All of the records should be restated word for word.
▬▬▬
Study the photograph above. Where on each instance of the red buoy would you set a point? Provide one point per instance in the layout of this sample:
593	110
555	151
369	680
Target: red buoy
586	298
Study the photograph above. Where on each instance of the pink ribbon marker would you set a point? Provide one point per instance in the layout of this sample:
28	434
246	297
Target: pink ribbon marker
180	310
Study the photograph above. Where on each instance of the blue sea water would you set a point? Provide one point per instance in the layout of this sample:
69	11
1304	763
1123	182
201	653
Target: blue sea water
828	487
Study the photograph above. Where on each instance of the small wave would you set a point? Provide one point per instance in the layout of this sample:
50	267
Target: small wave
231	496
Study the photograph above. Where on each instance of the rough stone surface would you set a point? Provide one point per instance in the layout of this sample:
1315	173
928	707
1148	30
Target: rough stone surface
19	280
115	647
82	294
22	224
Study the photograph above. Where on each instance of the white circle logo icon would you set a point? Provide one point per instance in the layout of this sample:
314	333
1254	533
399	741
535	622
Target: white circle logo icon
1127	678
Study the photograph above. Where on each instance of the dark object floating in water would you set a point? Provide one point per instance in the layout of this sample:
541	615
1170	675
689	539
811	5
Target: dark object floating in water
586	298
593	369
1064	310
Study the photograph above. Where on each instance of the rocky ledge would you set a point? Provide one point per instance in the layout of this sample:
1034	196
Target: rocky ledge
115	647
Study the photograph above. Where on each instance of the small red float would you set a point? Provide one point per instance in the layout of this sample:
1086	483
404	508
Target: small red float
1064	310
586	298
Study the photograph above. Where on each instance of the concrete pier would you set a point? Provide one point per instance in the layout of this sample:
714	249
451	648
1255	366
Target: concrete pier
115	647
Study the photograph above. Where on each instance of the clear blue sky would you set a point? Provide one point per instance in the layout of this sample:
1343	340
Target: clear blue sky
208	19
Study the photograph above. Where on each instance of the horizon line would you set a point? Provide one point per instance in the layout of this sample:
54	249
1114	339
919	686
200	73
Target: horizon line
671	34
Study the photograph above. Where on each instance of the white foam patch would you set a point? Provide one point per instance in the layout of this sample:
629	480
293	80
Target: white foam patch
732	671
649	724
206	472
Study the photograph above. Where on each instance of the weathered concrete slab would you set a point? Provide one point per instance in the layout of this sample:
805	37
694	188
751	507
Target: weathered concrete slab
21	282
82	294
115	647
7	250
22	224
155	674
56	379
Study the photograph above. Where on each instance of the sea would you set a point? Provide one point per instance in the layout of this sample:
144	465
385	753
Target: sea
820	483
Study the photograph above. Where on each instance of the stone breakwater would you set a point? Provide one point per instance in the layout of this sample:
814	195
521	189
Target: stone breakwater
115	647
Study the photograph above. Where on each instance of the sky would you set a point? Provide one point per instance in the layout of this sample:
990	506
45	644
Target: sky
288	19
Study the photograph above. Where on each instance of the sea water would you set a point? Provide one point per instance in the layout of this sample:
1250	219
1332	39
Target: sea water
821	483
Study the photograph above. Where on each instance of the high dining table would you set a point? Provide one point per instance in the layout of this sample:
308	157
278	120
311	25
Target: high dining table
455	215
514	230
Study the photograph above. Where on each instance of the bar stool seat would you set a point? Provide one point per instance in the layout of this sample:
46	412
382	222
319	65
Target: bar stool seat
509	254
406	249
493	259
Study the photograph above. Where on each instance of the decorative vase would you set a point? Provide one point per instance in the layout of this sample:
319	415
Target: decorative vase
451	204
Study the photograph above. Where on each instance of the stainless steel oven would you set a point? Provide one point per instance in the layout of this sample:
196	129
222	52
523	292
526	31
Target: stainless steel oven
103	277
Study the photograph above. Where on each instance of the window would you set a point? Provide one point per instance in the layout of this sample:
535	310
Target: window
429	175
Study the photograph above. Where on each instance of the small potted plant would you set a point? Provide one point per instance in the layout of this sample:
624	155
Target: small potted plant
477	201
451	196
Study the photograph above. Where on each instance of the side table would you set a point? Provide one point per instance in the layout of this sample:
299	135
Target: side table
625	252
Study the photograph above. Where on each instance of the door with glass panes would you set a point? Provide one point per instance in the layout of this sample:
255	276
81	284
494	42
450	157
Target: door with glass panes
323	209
▬▬▬
Task solution:
Study the photograph above. Where on each instance of the red buoy would you set a point? Provide one point per instance in the layout of this sample:
593	110
555	151
369	680
Target: red buoy
586	298
Study the photograph above. Where on each instance of the pink ribbon marker would you set a point? Provide one point per instance in the layout of this sample:
28	434
246	297
Target: pink ribbon marker
180	310
Study the photograph above. Where on each instance of the blue sea water would you set a point? Provide one point per instance in the layout of this sample:
69	11
1304	763
1123	182
201	653
Target: blue sea water
828	487
Study the photograph above. Where on each instance of the small wave would you set a point? Provide one point per instance in the layout of this sample:
50	267
Target: small wave
231	496
Study the photograph above. Where on each instance of the rough stone surface would you set a point? Provide one point per instance in the layout of this sample:
1315	173
928	707
1148	30
Target: rough stone surface
19	280
115	647
82	294
22	224
Study the photograph above. Where on each instance of the white circle logo icon would you set a point? Provide one point per instance in the layout of this sample:
314	333
1254	533
399	741
535	622
Target: white circle logo icon
1127	678
Study the photograph above. Where on each instance of the dark object floating in water would you set a point? Provide one point per instance in the layout of this sample:
541	615
1170	675
689	539
811	5
Target: dark object floating in water
586	298
593	369
1064	310
Study the photograph above. Where on each instance of the rocky ledge would you set a point? Provide one point per instance in the layout of this sample:
1034	196
Target: rocky ledge
115	647
Study the photograph above. Where on each instance of the small red float would you set a point? Provide one point per instance in the layout of this sample:
1086	483
404	508
Target: small red float
1064	310
586	298
Study the photograph above. Where on each instance of the concrete pier would you set a point? Provide one point per instance in the layout of this sample:
714	249
451	648
1255	366
Target: concrete pier
115	647
Study the photograph above. Where on each instance of the clear blue sky would you set a point? Provide one point per instance in the layout of this sample:
1343	340
Target: clear blue sky
208	19
Study the photograph above. Where on each instance of the horizon line would you set a point? Provide one point per instance in the layout of this sample:
54	249
1114	339
919	686
200	73
Target: horizon line
671	34
Study the photograph above. Where on each instance of the white foam patch would you set a point? Provide one point per instance in the layout of this sample:
629	480
293	80
Target: white foam patch
732	671
649	724
206	472
Study the photograph above. Where on each instance of the weathered concrete slab would you set a point? Provide one point per instance in the layout of this sample:
805	37
694	188
751	507
Target: weathered concrete slab
21	282
82	294
115	647
7	250
22	224
155	674
56	379
Study the photograph above. Where on each instance of the sea would you set a point? Provide one point per instance in the layout of this sample:
144	465
385	753
Target: sea
820	483
Study the photograph above. Where on each instance of the stone breakwater would you set a point? Provide one point per instance in the layout of this sample:
814	195
521	189
Target: stone breakwater
115	647
Study the photograph above. Where on each instance of the sky would you set a point? Provide one point per instance in the layout of this sample:
990	506
45	644
Target: sky
288	19
Study the photograph above. Where on each instance of the sea water would you set a point? Provide one point per instance in the layout of this sample:
1250	219
1332	39
Target: sea water
821	483
Study the photograph above. Where on each instance of the high dining table would you set a point? Provide one point per instance in the layout of this sample:
308	157
278	120
311	25
Target: high dining table
455	215
514	230
Study the photograph above. Where on each instance of the bar stool seat would you set a point? Provide one point per instance in the layout of this sample:
46	412
382	222
319	65
Target: bar stool seat
509	254
406	249
493	259
Study the photograph above. Where on each instance of the decorative vase would you set a point? Provide one point per instance in the layout of this sample:
319	415
Target: decorative vase
451	204
Study the photograph above. Where on each instance of the stainless steel oven would you set a point? Provide one point per instance in the layout of this sample:
196	129
222	52
523	292
526	31
Target: stainless steel oven
103	277
Study the photograph above. Where on each instance of the window would you set a point? Provide one point per instance in the layout of this sample:
535	310
Target: window
429	175
Study the photograph above. Where on each instance of the small potted plant would you set a point? Provide one point per instance in the layout of this sample:
624	155
Target: small potted plant
477	201
451	196
Study the photograph above. Where on each instance of the side table would you set a point? Provide one point per instance in the layout of this sample:
299	135
Target: side table
625	252
Study the photograph above. Where on each instance of the door with glass panes would you set a point? Provide one point per instance in the layout of this sample:
255	276
81	284
494	42
450	157
Target: door with glass panes
323	209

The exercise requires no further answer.